THE PROBLEM: Only the lines from the line holding "on the cuff" to the last line should be output, each exactly as given.

Records from a data collection
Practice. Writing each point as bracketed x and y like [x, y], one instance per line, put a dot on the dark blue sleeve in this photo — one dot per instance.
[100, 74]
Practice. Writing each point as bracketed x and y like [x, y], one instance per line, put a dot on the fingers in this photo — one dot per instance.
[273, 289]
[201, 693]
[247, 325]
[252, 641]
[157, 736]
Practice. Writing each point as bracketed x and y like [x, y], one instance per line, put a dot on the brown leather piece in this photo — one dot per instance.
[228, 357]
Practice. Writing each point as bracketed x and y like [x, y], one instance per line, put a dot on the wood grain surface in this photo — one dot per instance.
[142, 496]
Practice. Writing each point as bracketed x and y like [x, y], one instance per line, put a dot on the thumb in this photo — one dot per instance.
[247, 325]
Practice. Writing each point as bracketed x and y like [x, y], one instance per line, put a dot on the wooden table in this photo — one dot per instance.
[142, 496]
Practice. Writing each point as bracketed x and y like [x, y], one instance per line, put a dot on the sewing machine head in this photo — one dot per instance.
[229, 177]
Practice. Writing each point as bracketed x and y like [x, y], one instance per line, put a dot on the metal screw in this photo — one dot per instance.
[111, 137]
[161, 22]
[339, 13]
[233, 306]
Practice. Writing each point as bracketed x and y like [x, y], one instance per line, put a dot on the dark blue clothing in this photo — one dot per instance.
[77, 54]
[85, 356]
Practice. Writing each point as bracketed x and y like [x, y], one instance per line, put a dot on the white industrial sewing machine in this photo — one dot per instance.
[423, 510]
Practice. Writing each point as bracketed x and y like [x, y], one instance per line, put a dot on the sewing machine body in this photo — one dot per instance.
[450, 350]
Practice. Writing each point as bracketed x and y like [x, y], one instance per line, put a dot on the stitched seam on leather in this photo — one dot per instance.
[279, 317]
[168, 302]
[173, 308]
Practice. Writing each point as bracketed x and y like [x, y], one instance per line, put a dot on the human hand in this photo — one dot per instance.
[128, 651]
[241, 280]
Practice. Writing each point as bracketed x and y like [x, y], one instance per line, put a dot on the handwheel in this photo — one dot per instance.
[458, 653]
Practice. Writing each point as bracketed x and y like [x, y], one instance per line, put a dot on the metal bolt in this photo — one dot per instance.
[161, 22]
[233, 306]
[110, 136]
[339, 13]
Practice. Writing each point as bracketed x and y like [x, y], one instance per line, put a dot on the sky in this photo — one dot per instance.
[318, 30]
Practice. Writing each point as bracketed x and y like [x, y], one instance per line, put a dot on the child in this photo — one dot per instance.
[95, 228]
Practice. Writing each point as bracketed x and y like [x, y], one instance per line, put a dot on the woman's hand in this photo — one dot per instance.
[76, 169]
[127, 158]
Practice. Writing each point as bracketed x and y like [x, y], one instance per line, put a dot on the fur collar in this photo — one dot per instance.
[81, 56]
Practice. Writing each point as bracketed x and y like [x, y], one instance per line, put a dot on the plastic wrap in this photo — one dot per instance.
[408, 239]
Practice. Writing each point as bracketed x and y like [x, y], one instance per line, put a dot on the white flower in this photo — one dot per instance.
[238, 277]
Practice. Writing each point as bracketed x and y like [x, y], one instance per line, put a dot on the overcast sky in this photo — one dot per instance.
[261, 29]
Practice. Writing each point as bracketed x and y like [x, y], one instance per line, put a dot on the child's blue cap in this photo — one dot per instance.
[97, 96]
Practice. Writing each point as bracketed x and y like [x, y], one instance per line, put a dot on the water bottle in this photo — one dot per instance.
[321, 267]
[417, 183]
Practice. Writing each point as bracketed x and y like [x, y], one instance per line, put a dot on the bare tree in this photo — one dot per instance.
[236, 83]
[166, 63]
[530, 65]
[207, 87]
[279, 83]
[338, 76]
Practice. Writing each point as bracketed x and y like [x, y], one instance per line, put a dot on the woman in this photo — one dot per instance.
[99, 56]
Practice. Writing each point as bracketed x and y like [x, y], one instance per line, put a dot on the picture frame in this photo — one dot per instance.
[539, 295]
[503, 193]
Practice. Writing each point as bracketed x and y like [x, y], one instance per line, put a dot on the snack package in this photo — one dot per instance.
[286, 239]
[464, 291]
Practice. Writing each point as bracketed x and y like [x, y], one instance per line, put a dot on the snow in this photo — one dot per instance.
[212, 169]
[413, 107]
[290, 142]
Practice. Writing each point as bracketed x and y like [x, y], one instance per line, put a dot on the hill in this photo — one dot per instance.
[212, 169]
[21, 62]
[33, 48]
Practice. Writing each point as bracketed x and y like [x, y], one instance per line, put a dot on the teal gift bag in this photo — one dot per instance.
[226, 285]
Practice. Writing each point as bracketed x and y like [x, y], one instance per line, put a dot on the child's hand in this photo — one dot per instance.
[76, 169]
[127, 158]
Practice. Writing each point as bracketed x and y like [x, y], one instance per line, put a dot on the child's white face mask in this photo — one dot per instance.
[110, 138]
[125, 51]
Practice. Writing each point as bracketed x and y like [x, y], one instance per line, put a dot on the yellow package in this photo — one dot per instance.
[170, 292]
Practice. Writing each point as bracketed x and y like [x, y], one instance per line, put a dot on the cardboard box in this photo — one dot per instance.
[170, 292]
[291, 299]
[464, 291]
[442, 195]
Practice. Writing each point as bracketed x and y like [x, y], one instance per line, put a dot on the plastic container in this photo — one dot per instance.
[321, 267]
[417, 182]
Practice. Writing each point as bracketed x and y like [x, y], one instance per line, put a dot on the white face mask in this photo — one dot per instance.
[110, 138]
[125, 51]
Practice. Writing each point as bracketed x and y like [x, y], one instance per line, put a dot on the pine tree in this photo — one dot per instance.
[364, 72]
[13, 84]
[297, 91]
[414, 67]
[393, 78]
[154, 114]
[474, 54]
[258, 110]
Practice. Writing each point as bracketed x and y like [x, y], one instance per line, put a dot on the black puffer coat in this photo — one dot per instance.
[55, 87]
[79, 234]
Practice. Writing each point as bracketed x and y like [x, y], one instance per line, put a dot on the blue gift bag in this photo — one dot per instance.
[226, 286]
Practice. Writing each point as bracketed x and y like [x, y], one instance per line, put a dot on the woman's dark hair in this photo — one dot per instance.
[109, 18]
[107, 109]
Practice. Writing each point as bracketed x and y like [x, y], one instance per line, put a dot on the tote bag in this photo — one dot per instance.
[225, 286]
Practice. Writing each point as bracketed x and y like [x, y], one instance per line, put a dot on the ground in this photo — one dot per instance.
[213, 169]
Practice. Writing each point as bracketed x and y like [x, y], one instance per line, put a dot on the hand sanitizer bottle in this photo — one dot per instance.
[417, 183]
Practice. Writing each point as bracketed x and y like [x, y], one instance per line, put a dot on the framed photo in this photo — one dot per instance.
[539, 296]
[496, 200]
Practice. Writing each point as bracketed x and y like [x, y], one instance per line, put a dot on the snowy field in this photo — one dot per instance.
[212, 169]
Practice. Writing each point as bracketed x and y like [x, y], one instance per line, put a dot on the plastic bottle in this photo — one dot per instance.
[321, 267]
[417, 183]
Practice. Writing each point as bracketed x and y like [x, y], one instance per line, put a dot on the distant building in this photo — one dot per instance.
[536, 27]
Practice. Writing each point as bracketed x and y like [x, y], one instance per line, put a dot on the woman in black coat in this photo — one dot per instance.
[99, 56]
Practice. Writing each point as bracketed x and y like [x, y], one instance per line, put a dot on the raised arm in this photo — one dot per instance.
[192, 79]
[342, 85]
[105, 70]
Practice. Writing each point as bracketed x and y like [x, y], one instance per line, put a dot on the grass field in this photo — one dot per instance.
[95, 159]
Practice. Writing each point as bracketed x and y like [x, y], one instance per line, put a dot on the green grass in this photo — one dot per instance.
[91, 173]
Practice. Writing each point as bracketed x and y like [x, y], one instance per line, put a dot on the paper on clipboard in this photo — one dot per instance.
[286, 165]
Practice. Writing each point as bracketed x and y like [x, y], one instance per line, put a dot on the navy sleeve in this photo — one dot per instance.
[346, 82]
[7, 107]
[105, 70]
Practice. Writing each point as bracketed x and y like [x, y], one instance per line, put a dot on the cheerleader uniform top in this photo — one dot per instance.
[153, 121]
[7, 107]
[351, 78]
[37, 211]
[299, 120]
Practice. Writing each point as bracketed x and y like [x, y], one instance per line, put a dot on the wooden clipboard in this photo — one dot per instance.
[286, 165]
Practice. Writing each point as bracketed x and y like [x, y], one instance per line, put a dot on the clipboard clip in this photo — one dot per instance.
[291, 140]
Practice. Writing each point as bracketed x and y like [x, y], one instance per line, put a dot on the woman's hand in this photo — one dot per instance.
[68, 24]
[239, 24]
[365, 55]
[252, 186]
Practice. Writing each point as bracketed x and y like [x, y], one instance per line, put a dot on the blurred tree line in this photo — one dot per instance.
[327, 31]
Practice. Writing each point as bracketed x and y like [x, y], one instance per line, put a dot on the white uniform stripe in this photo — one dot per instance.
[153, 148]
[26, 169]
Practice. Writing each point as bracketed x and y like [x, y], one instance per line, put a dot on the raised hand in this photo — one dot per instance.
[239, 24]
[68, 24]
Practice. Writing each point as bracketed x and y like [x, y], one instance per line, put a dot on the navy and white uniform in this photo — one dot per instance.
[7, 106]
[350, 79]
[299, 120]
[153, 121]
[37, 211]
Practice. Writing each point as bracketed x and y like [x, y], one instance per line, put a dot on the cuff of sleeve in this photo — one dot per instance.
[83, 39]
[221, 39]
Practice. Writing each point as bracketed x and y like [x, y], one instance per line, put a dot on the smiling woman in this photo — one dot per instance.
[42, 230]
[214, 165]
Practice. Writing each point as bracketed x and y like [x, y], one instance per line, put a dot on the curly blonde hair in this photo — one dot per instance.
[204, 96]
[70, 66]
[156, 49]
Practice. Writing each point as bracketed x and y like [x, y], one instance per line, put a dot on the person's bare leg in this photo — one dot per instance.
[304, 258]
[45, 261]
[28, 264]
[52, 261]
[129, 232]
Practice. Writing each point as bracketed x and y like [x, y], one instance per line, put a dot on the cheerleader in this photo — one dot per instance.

THE OUTPUT:
Practice. Writing each point as bracketed x and y like [x, y], one instance per line, put a dot on the cuff of sleeve in this photo — one dot per instance.
[83, 39]
[221, 39]
Practice. Writing each point as bracketed x and y like [x, y], one instance per line, put a dot on the smiling woman in this photo — one dot per instance.
[42, 230]
[214, 165]
Practice. Writing each point as bracketed x and y like [x, y], one instance per line, put a dot on the curly blonde hair in this photo — one dot per instance.
[204, 96]
[70, 66]
[156, 49]
Practice. Writing each point as bracketed x and y like [x, y], one instance per line, put a dot on the person's bare leg in this photo — one dot per instance.
[304, 258]
[45, 261]
[28, 264]
[52, 261]
[129, 232]
Practice. Writing each point as bracketed x and y like [x, y], one instance per line, put a dot on the cheerleader in this photo — one dot per instance.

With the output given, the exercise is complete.